(Records from a data collection)
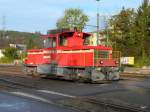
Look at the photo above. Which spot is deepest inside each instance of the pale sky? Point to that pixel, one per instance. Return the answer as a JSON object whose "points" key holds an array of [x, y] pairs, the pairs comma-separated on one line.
{"points": [[41, 15]]}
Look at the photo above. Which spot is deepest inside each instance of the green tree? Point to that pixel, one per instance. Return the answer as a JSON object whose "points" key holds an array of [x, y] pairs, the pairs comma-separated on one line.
{"points": [[10, 53], [73, 18], [122, 25], [141, 28]]}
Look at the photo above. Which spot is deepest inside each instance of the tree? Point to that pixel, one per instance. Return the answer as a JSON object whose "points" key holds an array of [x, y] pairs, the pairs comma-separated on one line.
{"points": [[122, 27], [73, 18], [10, 53], [142, 25]]}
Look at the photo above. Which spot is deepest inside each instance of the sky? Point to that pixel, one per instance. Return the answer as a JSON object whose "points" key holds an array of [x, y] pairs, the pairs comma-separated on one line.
{"points": [[42, 15]]}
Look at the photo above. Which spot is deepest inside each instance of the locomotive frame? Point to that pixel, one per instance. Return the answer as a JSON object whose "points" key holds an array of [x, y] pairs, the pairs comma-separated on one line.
{"points": [[68, 55]]}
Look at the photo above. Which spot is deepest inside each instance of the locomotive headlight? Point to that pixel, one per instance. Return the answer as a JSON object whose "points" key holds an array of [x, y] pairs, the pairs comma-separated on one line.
{"points": [[116, 62], [101, 62]]}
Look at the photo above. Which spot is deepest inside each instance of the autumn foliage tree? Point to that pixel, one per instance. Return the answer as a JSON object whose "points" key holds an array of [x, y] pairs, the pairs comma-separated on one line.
{"points": [[73, 18]]}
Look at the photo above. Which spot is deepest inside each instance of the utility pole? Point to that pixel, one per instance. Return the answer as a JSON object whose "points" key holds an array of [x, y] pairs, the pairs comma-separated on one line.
{"points": [[3, 26], [97, 20]]}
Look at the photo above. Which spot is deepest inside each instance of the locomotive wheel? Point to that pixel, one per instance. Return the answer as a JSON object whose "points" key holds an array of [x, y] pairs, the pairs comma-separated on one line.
{"points": [[114, 75], [97, 76]]}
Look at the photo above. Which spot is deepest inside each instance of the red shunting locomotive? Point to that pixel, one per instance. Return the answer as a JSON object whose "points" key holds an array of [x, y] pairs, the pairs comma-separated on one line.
{"points": [[68, 55]]}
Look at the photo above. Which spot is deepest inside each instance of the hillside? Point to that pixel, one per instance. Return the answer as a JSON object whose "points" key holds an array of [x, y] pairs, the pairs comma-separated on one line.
{"points": [[16, 37]]}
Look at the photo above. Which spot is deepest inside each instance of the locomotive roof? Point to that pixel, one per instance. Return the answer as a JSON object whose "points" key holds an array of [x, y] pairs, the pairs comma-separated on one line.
{"points": [[67, 33]]}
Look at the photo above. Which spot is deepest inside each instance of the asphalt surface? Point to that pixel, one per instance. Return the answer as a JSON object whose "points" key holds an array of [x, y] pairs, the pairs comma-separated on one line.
{"points": [[131, 92], [11, 103]]}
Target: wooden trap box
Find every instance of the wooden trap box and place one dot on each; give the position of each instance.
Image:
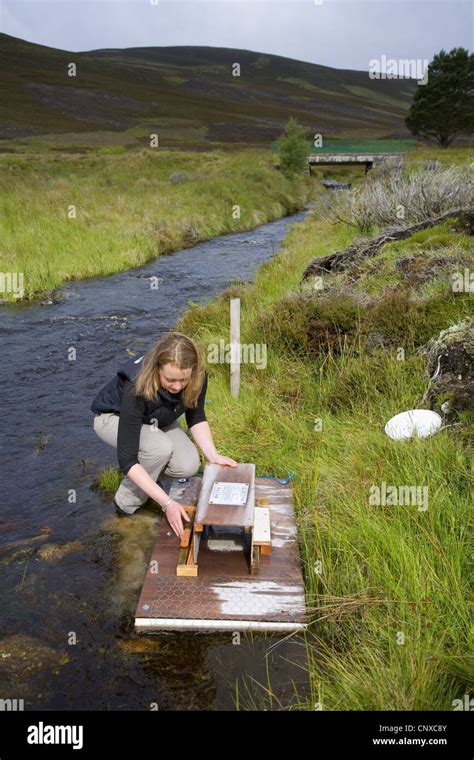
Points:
(222, 593)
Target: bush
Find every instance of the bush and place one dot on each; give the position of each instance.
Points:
(405, 197)
(293, 149)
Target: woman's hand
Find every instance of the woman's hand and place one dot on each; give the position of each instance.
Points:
(174, 514)
(224, 461)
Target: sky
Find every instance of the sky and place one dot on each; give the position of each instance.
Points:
(344, 34)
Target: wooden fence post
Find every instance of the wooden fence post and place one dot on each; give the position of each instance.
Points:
(235, 346)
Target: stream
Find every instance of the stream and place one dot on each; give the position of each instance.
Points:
(71, 569)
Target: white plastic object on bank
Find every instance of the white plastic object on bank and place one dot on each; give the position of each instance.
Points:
(421, 422)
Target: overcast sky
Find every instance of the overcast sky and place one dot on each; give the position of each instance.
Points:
(338, 33)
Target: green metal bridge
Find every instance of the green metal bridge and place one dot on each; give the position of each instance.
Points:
(348, 152)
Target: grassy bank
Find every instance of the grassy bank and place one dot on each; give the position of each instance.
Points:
(387, 585)
(72, 217)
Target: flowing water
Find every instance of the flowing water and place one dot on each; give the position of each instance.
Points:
(71, 570)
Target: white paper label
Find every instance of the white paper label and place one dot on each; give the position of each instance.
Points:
(234, 494)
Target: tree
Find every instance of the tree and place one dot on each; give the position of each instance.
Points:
(293, 148)
(444, 106)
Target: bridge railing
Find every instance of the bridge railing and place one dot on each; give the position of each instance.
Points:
(357, 146)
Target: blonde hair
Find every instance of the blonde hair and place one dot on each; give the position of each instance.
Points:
(173, 348)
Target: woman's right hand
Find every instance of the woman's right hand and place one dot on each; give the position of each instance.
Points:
(175, 513)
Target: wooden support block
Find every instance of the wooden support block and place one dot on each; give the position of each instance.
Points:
(186, 565)
(255, 560)
(186, 537)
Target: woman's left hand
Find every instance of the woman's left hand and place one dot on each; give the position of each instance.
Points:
(224, 461)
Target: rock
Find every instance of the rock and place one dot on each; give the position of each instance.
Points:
(450, 365)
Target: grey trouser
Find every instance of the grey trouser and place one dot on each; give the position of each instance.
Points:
(166, 449)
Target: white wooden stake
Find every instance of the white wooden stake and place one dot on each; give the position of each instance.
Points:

_Required action_.
This exercise requires the lines of the entries containing the string "plastic".

_Solution for this task_.
Target: white plastic object on bank
Find every instance of the white plastic object on bank and place one dot on each; give the position of each instance.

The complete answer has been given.